• **DO THIS**: Count the lines below that contain the string "seat", treating uppercase and lowercase as different. Reply with the number alone.

• **RECORD SET**:
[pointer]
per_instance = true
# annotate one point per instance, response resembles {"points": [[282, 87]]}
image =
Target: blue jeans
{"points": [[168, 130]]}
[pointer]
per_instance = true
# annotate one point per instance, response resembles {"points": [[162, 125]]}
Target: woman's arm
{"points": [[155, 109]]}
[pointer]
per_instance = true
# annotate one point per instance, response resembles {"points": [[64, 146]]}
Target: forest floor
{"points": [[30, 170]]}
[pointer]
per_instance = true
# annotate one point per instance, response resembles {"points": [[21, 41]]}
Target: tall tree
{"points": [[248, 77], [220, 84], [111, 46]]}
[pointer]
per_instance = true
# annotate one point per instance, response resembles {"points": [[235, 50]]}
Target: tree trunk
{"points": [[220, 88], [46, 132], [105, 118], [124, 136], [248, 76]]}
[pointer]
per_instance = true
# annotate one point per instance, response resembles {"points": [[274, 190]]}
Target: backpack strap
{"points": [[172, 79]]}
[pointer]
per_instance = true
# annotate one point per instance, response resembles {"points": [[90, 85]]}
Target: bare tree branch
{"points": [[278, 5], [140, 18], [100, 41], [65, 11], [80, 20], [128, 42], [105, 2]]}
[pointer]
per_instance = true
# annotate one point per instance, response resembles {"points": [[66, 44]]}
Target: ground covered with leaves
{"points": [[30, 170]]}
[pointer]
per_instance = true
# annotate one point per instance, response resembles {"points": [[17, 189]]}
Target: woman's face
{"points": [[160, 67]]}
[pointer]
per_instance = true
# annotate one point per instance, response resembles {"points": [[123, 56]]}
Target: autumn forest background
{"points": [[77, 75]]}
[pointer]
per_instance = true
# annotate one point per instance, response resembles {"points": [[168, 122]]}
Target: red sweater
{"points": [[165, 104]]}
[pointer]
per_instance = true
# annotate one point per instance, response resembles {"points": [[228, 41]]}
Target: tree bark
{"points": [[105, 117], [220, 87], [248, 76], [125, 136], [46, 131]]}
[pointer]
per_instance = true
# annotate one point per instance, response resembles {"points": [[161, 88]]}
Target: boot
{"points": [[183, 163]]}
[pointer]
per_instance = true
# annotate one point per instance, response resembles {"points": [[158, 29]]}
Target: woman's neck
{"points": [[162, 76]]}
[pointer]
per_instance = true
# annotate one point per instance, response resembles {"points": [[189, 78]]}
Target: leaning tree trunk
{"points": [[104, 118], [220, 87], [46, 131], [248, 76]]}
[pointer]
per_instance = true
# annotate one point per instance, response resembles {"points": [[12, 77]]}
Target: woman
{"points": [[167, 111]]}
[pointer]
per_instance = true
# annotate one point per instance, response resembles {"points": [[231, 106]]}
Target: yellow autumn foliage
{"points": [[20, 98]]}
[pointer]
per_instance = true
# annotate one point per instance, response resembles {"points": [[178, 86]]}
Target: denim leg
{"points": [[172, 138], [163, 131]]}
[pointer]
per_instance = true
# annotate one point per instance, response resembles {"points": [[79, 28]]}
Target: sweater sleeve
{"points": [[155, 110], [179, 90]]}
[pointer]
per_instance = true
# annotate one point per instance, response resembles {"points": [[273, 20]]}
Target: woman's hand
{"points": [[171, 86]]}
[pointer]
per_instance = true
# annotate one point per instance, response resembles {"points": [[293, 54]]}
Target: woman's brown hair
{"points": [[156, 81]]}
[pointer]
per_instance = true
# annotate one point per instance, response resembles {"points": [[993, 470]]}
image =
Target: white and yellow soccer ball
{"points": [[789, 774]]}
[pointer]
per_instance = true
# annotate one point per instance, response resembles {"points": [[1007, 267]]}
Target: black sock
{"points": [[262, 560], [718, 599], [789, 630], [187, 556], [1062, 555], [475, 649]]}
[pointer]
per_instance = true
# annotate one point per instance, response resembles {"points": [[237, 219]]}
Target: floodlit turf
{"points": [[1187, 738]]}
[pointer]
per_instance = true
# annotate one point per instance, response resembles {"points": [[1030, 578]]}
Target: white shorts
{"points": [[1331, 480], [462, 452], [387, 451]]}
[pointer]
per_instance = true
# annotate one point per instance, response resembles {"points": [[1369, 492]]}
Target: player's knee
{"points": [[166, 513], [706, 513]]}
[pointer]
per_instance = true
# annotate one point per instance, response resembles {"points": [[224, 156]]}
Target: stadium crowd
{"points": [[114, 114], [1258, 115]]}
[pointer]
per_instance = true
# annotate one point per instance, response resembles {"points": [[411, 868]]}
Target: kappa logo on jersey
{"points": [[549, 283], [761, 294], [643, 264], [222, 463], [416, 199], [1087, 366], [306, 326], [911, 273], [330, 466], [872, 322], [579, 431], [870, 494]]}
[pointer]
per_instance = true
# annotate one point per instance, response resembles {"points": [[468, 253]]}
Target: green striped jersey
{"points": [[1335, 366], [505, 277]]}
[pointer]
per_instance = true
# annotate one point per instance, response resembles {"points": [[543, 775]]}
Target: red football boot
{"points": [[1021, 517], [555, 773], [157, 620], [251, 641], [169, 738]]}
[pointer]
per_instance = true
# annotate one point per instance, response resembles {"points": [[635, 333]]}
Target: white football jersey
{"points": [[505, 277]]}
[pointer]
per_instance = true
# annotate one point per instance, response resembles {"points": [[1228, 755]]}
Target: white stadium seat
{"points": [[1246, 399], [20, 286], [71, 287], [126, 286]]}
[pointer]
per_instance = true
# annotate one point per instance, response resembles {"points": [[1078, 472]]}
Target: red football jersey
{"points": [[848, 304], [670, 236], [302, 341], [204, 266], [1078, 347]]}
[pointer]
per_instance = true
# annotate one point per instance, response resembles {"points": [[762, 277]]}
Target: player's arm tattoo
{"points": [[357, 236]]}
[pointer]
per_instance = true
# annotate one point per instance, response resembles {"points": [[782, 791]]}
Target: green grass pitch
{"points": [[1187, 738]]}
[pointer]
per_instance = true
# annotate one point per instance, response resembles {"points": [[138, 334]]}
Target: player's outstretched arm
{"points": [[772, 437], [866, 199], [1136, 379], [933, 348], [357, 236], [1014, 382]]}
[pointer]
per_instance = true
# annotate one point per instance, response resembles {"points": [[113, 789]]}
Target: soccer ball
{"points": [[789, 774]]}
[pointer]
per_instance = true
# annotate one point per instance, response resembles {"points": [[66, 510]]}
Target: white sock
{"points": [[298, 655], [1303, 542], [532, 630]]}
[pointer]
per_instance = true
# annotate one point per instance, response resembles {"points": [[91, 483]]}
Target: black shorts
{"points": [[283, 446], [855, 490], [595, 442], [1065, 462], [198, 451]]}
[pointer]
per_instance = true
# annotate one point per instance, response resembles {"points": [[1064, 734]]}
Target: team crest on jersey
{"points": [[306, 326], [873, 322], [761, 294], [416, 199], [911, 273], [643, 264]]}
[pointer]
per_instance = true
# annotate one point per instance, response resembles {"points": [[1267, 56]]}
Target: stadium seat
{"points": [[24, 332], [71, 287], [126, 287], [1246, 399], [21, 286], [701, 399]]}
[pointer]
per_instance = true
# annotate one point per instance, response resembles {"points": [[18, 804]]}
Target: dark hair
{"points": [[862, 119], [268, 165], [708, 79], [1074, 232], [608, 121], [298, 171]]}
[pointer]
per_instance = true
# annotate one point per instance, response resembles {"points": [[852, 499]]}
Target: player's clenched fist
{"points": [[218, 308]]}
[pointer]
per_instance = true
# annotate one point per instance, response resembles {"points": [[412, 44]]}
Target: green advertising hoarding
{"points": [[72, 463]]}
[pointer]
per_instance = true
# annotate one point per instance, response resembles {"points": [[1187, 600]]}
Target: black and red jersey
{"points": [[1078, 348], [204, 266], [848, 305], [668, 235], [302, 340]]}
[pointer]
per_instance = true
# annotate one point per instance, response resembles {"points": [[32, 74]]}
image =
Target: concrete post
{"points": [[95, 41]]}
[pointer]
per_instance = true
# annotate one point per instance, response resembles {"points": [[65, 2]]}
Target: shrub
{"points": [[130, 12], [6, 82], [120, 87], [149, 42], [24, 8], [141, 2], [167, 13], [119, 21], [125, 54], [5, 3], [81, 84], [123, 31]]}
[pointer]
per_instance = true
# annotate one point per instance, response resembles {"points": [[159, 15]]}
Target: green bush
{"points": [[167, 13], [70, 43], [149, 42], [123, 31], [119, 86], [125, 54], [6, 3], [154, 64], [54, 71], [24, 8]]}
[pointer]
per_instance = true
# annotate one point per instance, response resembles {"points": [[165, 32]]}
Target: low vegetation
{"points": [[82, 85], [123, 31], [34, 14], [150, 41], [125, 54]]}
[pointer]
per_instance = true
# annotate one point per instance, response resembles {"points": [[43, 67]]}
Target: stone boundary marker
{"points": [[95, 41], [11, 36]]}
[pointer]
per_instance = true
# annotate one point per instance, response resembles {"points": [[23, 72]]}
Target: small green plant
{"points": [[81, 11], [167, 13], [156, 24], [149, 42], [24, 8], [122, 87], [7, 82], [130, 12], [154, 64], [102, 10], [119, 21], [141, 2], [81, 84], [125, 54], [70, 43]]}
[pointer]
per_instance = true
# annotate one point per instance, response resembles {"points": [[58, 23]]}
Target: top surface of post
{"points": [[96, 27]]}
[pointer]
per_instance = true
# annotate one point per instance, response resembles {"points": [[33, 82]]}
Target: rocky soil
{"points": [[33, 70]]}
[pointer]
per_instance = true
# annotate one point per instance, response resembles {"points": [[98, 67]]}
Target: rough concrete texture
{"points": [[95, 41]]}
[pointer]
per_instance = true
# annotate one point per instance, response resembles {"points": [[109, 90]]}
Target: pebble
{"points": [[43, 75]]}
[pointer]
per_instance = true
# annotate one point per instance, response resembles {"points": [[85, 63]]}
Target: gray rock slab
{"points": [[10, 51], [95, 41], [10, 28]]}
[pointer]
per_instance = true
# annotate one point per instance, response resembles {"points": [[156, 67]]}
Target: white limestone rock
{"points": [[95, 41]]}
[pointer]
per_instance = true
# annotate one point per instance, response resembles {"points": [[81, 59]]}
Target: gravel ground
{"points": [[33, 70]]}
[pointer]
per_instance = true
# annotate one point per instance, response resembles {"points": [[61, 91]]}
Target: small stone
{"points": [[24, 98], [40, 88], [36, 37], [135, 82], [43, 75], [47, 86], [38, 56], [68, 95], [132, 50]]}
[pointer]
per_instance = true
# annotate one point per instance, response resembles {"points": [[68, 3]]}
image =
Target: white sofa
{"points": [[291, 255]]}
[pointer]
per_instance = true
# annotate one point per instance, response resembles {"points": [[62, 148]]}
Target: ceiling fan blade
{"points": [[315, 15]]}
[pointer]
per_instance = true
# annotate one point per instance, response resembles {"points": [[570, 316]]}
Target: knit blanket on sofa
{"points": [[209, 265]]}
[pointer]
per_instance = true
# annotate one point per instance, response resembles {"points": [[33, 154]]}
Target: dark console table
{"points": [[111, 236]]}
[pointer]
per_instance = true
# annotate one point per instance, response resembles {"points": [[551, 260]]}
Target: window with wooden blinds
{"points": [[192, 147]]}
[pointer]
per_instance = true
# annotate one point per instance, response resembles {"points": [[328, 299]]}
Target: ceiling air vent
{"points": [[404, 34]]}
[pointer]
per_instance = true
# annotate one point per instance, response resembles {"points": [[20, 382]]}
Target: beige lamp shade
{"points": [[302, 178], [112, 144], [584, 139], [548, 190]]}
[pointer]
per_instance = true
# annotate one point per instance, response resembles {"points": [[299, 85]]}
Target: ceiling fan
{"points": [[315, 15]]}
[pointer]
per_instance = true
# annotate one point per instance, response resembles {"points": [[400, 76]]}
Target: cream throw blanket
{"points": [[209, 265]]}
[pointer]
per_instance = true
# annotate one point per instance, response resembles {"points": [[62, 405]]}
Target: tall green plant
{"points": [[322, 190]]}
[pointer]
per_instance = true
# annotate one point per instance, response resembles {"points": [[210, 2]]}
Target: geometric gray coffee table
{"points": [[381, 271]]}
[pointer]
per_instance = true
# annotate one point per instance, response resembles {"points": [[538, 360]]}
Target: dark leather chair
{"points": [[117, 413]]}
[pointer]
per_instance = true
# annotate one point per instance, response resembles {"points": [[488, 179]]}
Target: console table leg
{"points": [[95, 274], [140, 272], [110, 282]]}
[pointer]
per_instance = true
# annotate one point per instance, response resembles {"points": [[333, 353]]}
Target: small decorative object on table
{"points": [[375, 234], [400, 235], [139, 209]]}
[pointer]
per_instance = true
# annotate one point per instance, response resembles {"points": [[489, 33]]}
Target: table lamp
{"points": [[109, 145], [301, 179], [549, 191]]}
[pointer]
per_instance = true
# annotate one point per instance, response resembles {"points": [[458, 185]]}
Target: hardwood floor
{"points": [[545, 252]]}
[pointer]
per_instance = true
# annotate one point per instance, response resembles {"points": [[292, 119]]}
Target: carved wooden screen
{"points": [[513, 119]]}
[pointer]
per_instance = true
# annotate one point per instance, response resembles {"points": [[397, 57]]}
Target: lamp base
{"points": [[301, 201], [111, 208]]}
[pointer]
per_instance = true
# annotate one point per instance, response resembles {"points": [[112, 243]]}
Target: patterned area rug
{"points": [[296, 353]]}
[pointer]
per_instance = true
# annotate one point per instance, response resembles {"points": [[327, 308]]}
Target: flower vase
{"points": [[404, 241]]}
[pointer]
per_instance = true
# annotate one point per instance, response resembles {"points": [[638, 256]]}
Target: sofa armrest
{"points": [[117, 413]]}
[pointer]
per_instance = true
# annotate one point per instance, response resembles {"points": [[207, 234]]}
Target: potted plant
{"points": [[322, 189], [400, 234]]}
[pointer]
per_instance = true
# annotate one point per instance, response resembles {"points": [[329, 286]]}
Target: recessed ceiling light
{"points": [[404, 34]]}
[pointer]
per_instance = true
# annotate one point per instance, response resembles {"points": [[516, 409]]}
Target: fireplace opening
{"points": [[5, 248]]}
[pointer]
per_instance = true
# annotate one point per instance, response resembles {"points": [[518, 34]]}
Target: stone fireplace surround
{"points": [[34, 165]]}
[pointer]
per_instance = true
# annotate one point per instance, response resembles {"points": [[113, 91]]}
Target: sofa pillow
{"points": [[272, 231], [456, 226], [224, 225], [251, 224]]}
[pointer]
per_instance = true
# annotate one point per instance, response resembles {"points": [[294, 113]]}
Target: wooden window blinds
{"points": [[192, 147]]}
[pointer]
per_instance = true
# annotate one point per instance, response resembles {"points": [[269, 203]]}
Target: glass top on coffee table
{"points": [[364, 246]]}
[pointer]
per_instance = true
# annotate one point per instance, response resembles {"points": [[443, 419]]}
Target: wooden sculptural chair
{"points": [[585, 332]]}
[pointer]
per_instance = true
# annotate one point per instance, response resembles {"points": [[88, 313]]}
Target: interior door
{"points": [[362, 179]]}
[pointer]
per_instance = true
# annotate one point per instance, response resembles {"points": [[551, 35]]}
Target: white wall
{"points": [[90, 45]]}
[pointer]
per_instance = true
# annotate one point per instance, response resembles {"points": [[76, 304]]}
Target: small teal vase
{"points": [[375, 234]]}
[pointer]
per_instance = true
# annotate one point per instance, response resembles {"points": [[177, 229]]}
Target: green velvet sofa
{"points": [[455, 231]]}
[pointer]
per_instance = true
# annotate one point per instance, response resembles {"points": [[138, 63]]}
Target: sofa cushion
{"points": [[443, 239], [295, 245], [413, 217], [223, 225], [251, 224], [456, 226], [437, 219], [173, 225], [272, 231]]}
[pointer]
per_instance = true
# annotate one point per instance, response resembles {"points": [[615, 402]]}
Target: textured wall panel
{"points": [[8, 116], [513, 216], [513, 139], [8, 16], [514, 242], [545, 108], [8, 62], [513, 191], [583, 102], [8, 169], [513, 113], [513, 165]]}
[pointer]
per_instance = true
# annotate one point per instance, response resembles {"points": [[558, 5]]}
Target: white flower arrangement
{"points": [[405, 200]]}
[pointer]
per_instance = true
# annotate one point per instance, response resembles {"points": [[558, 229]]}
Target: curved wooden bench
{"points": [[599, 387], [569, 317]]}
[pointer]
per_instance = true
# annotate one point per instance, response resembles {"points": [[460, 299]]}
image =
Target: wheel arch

• **RESPONSE FOR THIS EXERCISE**: 2